>>>

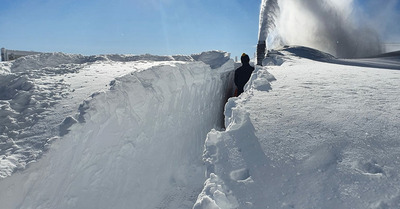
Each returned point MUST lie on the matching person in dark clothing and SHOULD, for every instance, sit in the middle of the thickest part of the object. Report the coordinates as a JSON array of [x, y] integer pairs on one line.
[[243, 73]]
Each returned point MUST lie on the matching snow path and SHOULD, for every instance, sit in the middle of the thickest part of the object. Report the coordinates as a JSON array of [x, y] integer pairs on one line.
[[137, 140], [323, 136]]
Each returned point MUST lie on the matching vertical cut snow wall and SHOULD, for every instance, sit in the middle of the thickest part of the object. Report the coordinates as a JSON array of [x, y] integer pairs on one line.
[[140, 145]]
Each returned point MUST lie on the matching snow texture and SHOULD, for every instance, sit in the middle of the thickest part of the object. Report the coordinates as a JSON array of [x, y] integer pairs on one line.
[[323, 136], [310, 131]]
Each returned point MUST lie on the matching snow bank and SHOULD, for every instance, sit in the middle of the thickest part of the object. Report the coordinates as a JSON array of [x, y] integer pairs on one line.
[[137, 144], [39, 93], [322, 135]]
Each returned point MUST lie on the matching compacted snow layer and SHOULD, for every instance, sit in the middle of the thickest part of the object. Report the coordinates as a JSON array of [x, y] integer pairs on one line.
[[137, 141], [323, 136], [310, 132]]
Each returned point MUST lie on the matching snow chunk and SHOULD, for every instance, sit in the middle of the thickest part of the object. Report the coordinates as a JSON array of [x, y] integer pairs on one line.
[[215, 195], [213, 58]]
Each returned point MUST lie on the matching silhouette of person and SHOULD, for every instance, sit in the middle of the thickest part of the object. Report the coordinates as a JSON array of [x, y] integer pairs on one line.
[[243, 73]]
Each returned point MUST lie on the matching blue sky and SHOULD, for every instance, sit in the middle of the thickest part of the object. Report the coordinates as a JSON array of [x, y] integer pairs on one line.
[[163, 27]]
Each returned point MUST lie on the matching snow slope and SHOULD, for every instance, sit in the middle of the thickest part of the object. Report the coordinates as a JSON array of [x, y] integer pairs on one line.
[[323, 136], [311, 131], [137, 141]]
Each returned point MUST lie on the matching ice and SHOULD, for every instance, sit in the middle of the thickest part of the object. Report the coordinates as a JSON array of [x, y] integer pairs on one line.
[[135, 138], [133, 131]]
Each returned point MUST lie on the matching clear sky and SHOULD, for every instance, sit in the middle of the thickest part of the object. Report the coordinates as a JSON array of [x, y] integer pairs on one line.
[[163, 27]]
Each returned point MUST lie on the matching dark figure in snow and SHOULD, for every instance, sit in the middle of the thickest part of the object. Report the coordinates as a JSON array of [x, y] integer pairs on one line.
[[243, 73]]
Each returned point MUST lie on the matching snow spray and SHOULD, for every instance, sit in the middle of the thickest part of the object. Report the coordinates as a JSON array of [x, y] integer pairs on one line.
[[268, 13], [333, 26]]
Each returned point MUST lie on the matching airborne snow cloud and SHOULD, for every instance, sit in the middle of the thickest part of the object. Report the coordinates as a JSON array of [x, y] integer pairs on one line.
[[337, 27]]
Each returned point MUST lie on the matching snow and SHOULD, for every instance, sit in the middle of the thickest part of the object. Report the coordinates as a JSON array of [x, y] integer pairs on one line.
[[133, 131], [139, 133], [323, 136]]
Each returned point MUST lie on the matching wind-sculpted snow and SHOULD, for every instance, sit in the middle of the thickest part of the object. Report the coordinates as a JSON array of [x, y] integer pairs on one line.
[[135, 143], [39, 93], [320, 135]]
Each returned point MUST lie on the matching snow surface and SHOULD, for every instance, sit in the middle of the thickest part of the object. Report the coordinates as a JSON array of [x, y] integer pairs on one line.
[[139, 137], [323, 136], [311, 131]]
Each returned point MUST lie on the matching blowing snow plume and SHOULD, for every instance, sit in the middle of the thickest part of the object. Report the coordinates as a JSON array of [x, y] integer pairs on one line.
[[268, 13], [327, 25]]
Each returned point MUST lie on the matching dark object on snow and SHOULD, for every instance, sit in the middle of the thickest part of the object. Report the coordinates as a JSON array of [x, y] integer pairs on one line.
[[243, 73], [261, 46]]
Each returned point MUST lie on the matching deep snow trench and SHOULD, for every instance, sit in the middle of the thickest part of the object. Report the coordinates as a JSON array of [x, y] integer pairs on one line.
[[138, 143]]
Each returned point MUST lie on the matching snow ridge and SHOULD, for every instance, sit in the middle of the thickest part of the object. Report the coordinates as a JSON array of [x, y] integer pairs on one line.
[[138, 143]]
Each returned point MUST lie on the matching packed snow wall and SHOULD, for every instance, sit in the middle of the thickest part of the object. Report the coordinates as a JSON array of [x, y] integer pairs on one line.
[[138, 144]]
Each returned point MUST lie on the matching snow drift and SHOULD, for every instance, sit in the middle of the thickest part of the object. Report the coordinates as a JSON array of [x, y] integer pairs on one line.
[[321, 135], [310, 131], [137, 141]]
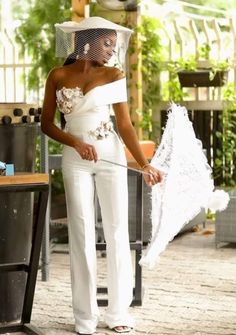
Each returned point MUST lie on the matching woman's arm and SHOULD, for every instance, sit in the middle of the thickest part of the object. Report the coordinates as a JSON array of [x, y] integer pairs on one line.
[[49, 128], [129, 136]]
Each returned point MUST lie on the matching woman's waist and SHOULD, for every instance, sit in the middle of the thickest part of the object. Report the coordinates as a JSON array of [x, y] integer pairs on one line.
[[97, 128]]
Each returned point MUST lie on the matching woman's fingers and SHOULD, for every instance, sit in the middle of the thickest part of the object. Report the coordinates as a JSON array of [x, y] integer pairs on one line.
[[89, 153], [154, 176]]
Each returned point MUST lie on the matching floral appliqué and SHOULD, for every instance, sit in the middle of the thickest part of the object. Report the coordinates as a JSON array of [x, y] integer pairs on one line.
[[103, 131], [65, 98]]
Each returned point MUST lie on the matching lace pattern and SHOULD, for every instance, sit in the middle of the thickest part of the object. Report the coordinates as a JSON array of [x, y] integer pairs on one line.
[[187, 185], [65, 97], [102, 131]]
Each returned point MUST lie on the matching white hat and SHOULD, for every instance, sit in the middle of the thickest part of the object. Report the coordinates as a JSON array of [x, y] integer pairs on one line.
[[93, 38], [93, 22]]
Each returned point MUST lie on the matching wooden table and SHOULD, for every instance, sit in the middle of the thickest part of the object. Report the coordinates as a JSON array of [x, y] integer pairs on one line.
[[27, 182]]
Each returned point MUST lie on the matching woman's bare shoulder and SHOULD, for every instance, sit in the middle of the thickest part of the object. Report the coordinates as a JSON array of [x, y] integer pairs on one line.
[[114, 73], [57, 73]]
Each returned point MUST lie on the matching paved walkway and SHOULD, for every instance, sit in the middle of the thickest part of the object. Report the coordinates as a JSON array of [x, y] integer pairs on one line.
[[191, 292]]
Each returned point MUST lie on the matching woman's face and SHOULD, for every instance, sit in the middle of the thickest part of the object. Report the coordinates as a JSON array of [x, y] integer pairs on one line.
[[103, 48]]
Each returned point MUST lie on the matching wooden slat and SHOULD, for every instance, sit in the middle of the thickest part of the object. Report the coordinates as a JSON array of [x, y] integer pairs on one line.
[[24, 178]]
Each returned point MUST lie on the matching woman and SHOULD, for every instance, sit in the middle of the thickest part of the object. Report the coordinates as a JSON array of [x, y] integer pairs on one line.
[[83, 90]]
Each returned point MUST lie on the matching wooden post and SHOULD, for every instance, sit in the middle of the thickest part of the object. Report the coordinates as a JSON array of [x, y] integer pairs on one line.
[[80, 9], [135, 73]]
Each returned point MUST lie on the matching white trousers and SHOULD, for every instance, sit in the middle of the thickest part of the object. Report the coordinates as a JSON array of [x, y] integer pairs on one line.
[[81, 179]]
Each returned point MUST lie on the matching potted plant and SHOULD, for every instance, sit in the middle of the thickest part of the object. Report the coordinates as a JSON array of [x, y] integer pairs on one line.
[[212, 74]]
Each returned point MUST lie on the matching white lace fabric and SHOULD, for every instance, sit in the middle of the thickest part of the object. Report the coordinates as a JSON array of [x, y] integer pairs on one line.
[[187, 185]]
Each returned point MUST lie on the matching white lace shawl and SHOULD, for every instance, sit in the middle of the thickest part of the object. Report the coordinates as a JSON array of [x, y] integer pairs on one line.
[[187, 185]]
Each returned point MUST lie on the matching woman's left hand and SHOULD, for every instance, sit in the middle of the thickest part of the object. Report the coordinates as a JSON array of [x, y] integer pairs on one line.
[[152, 175]]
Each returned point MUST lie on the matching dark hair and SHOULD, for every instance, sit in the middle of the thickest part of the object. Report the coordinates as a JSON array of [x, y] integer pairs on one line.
[[81, 38]]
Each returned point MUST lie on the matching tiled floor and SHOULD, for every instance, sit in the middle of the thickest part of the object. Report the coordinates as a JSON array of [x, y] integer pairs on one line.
[[191, 292]]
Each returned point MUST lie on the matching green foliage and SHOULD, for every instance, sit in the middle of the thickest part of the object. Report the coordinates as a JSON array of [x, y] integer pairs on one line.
[[36, 35], [226, 154], [152, 56]]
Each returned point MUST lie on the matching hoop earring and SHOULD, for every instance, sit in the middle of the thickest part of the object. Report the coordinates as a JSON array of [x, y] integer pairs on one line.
[[86, 48]]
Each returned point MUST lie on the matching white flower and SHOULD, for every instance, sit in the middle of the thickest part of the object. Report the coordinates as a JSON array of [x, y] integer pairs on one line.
[[65, 97], [103, 131]]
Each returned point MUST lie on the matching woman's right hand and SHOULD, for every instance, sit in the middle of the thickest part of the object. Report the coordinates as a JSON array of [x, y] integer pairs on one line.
[[86, 151]]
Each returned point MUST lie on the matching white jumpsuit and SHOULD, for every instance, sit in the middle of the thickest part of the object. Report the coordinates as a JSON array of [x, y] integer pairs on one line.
[[88, 117]]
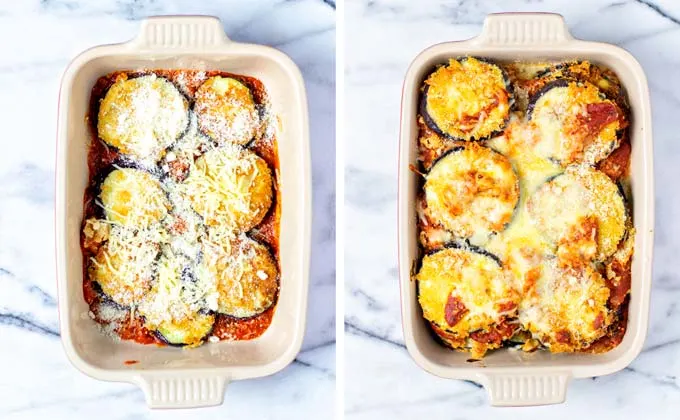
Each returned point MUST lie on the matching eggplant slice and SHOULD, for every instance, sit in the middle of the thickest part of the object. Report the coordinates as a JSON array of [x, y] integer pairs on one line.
[[584, 71], [190, 331], [468, 297], [582, 213], [177, 305], [574, 123], [142, 116], [133, 197], [467, 99], [245, 273], [230, 188], [472, 190], [566, 309], [124, 265], [227, 111]]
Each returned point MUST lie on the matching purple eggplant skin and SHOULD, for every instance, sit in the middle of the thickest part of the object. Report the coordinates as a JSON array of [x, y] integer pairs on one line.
[[432, 124]]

<<<

#### [Your task]
Recast the items in the part that opens with the line containing "Each returned point MUST lie on the matching white hat" and closes with the line containing "[[24, 178]]" as a two-column CSV headed instruction and coordinates, one row per item. Put each value in a single quoted field, with any line breaks replaced by spaces.

#### [Solved exercise]
instruction,coordinates
"Each returned point MUST lie on the matching white hat and SHOULD, for every instance, sit in the middle of the thickest part of the object. Report the coordinates as a JSON array of [x, y] integer pairs on one line.","[[93, 38], [93, 22]]"
"Each returned point MUST lie on the matching wooden table and SHOULD, for every instance, sit in the middle of the thickest part of the object. Report the coordinates as a JSON array of [x, y] integer pairs on one line.","[[27, 182]]"
"Each returned point MUST lie on the matching woman's bare shoulder and SHOULD, for every instance, sit in the middle of the thickest part of the object. Report the coordinates as a JSON array of [x, y] integer pairs on one line.","[[114, 73], [57, 73]]"
"Each returned point MUST lie on the matching paved walkway and SHOULD, for every instance, sit in the middle of the thickest part of the object. Report the coordinates as a JSON array of [x, y] integer pairs on one line.","[[191, 292]]"
"Each returned point MUST lie on the matching woman's face and SHOULD, for every instance, sit in the middle of the thickest part of the object. Report the coordinates as a JSON array of [x, y] integer pairs on one line.","[[103, 48]]"
"Each returned point MUST lie on the matching wooden slat and SHOULD, for every instance, sit in the middle of the thickest part of the object. Report the coordinates as a JSON array of [x, y] integer pairs on one line.","[[24, 178]]"